*** RECORDED INFORMATION
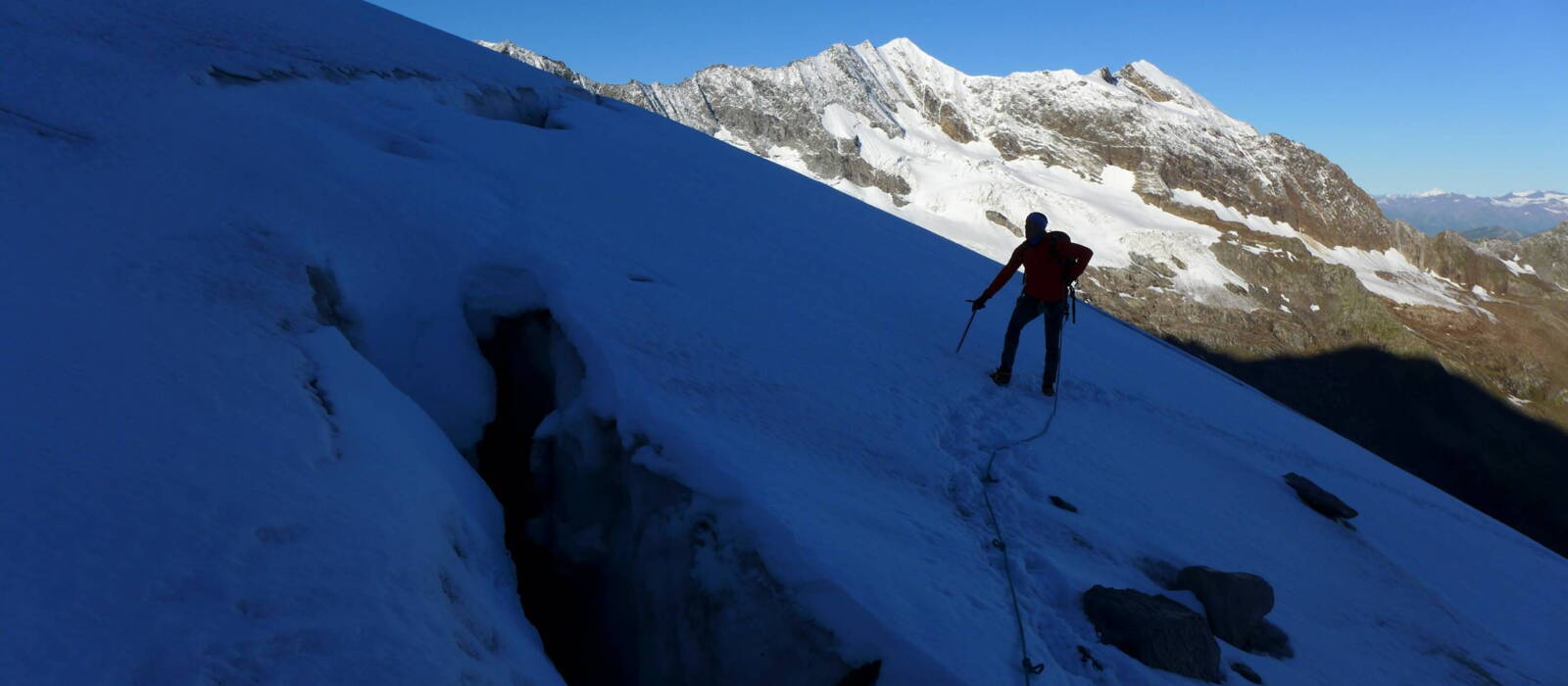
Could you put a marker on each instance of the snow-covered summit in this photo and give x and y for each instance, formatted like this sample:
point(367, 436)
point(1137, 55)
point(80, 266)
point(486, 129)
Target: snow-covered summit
point(1526, 212)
******
WHAT TO WORK ON
Turn the text of the items above into a JSON list of strings, with one string per line and no blank lines. Omit the pictures.

COMPLETE OUTPUT
[
  "Could you put a marker on each instance of the snow-covered summit in this photo and give x and y for each instance, formatted like this sample:",
  "point(367, 436)",
  "point(1137, 55)",
  "point(80, 266)",
  "point(486, 129)",
  "Target: snow-covered summit",
  "point(1526, 212)"
]